▸ What the task requires:
Take every record and write it out again exactly, with no images included.

[Source data]
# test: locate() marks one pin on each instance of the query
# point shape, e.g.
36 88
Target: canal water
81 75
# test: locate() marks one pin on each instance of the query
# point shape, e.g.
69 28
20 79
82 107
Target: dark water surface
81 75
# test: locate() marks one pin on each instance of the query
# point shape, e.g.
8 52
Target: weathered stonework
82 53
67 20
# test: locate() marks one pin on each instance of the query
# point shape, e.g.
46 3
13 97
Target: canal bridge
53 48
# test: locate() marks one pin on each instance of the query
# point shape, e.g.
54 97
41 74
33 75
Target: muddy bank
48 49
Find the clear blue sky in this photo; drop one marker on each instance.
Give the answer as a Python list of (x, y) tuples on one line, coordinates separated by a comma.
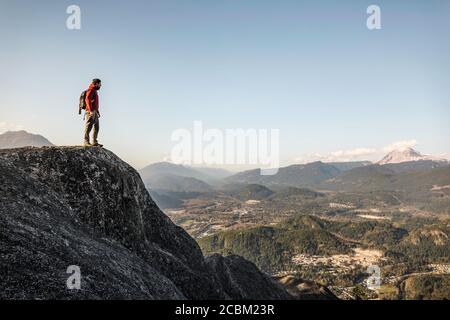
[(309, 68)]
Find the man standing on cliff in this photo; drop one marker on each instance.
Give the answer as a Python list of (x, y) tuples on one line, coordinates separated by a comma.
[(92, 113)]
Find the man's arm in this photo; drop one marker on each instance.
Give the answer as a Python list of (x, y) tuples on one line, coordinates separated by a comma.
[(88, 100)]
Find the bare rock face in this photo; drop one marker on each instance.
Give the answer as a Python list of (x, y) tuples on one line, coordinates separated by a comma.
[(234, 270), (62, 206)]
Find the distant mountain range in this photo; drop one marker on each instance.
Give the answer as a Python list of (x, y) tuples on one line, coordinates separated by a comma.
[(343, 174), (18, 139), (407, 155)]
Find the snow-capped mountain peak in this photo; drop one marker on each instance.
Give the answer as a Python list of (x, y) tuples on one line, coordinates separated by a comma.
[(406, 155)]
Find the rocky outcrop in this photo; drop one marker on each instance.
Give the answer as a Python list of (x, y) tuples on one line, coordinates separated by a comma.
[(62, 206), (234, 270)]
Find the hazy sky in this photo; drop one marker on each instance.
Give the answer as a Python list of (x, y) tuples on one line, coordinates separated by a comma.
[(334, 88)]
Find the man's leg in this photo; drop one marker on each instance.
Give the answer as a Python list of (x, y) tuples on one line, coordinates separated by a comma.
[(96, 128), (88, 127)]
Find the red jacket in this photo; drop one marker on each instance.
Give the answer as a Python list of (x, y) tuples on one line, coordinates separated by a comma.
[(91, 99)]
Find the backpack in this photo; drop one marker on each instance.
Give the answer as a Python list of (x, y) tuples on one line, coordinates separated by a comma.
[(82, 105)]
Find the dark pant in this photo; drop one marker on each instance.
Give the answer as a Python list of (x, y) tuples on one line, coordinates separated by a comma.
[(91, 121)]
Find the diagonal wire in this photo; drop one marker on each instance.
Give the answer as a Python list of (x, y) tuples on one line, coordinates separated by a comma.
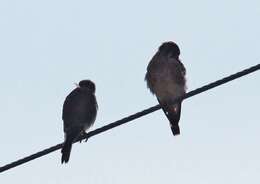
[(132, 117)]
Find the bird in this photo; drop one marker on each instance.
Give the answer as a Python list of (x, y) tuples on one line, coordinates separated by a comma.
[(78, 114), (165, 77)]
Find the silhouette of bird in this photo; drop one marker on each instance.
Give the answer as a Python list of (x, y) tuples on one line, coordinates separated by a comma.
[(79, 113), (165, 78)]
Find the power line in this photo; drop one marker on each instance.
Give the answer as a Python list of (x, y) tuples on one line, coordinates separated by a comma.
[(133, 117)]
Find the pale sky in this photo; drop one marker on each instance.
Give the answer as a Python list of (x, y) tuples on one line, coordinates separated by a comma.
[(46, 46)]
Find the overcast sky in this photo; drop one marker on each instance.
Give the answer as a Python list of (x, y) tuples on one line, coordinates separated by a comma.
[(46, 46)]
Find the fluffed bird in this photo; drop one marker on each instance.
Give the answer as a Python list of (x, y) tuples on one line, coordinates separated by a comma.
[(79, 113), (165, 78)]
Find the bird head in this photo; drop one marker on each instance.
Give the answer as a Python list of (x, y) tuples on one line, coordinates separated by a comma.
[(88, 84), (170, 49)]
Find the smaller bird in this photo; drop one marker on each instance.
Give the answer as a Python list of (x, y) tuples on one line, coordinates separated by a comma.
[(165, 78), (79, 113)]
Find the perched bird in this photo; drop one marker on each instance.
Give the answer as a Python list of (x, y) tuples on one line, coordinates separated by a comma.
[(79, 113), (165, 78)]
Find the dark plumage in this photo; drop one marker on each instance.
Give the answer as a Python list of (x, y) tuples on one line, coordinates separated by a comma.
[(79, 113), (165, 78)]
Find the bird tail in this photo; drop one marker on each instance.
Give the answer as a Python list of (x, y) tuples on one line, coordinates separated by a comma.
[(67, 145), (173, 113)]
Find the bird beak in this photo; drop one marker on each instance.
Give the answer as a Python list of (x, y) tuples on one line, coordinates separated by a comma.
[(77, 85)]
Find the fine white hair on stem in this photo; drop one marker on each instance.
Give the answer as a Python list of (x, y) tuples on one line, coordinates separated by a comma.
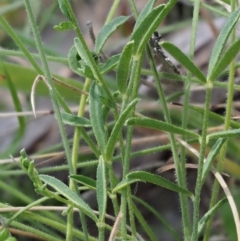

▸ Exercise output:
# test: locate() marks one pin on each instance of the query
# point shape, e.g.
36 88
Target: canal water
81 75
# test: locate() marks one pin on each instance of the query
# point shape, e.g.
69 28
20 79
82 107
Target: dark water surface
81 75
# test: locate() marks one pin on each instance of the query
# point shape, e.g.
8 52
Target: weathered stonework
82 53
67 20
# test: locate() marks one pin on each instance of the query
# point shape, e.g.
46 3
13 97
Target: canal bridge
53 48
# test: locate() marks one pin on each instance of the query
# point shape, e.g.
54 97
41 74
33 75
Target: muddy bank
48 49
Find the clear blue sky in this photo; drop one marker on each instance.
Give the answer as a Python list of (x, y) tuples on one line, coordinates separated by a comma.
[(309, 68)]
Find the man standing on cliff in this photo; drop one marker on each instance.
Give the answer as a Python list of (x, y) tuples on one line, coordinates separated by a comma.
[(92, 113)]
Find the man's arm in this photo; drop one marker on each instance.
Give the answer as a Python list of (x, y) tuples on one line, coordinates separated by a comma.
[(88, 100)]
Find the bare rock face in this photo; drop one marker on each instance.
Give the answer as a Python list of (x, y) tuples on one line, coordinates separated by a comma.
[(234, 270), (62, 206)]
Find the distant mountain range in this photo; drop one marker on each instance.
Give the answer as a Python list of (x, y) tuples on one line, coordinates separated by a comma.
[(343, 174), (18, 139), (407, 155)]
Find the snow-capped mountain peak in this photo; drop one marker on each instance.
Give the answer as a Python list of (x, y) tuples on one line, coordinates separated by a comma.
[(406, 155)]
Find the rocky outcrop in this photo; drop one marker on each instance.
Give the answer as a Python list of (x, y) tuples on one line, coordinates separated by a comma.
[(62, 206), (234, 270)]
Find the hazy sky in this photo; drop one marker on each instance.
Give the answer as a Python list of (x, y) tuples on one line, coordinates separated by a comma.
[(334, 88)]
Find the man's leg in this photo; drop one marker on each instance.
Give the answer as a Python list of (x, y) tuples on one line, coordinates separated by a comma.
[(96, 128), (88, 127)]
Find the red jacket in this photo; drop one marker on each instance.
Give the answer as a Python list of (x, y) tuples on one line, coordinates separated by a comma.
[(91, 99)]
Find the backpack in this photo; drop one marker on each instance.
Give the answer as a Python list of (x, y) tuples on one line, coordinates separated by a comma.
[(82, 105)]
Find the dark pant in this photo; drop one marker on each instance.
Give the answer as a Python list of (x, y) tuples on one line, coordinates separated by a comma.
[(91, 121)]
Find the diagonal wire in this photo; drop one marker on each instance.
Give the answer as a Python list of (x, y) tuples on one line, coordinates separated by a comma.
[(132, 117)]
Find the bird in this photo; drop one marker on each instance.
Give the answer as a Python list of (x, y) tuples on one line, coordinates separated by a comma.
[(78, 114), (165, 77)]
Find the silhouette of bird in this photo; drop one marker on each instance.
Give the answer as a Python list of (x, y) tuples on one line, coordinates separated by a comma.
[(79, 113), (165, 78)]
Find the power line in this photo; drop one marker on each instance.
Give the answer as a Python list of (x, y) tuples on one line, coordinates separated by a comma.
[(133, 117)]
Find the pale sky in this photo; drop one marker on each instance.
Give the answer as a Python list of (x, y) tuples on one line, coordinates separated by a comma.
[(46, 46)]
Find the overcast sky in this photo; drop one marker on each instance.
Give the answer as a Python list of (x, y) tuples on one line, coordinates separated by a comma.
[(46, 46)]
Find the fluffed bird in this photo; drop one marker on each instance.
Give the answer as a Python list of (x, y) tuples on one line, coordinates separated by a comma.
[(79, 113), (165, 78)]
Find the bird head in this photo; drop one marker on each instance.
Give the answer as a Python list of (x, y) tuples on one line, coordinates separated by a comma.
[(88, 84), (170, 49)]
Find the smaller bird in this photo; drop one marker on each instance.
Give the answer as a Python list of (x, y) tuples on one line, coordinates separated by a comma.
[(165, 78), (79, 113)]
Find the perched bird in this photo; drop one marker on each instance.
Give the answer as a Python list of (x, y) tuples on one line, coordinates separated by a comma.
[(79, 113), (165, 78)]
Find the dark plumage in this photo; drop one marker on each instance.
Give the answer as a Python list of (x, y) tuples on one line, coordinates separated by a comma.
[(79, 113), (165, 78)]
Find the bird tail in this photo; drop one marker on each instance.
Give the answer as a Python list of (x, y) tuples on one line, coordinates separated by a comma.
[(67, 145), (173, 113)]
Find the bird beak in this photo; drop one marker on each instance.
Give the answer as a Python list of (x, y) tuples on one line, coordinates separated by a comma.
[(77, 85)]
Find the fine white hair on stem in this photo; drop one marker on each instance.
Give the answer as a Python list of (x, y) tuples on one line, coordinates separated by a comma.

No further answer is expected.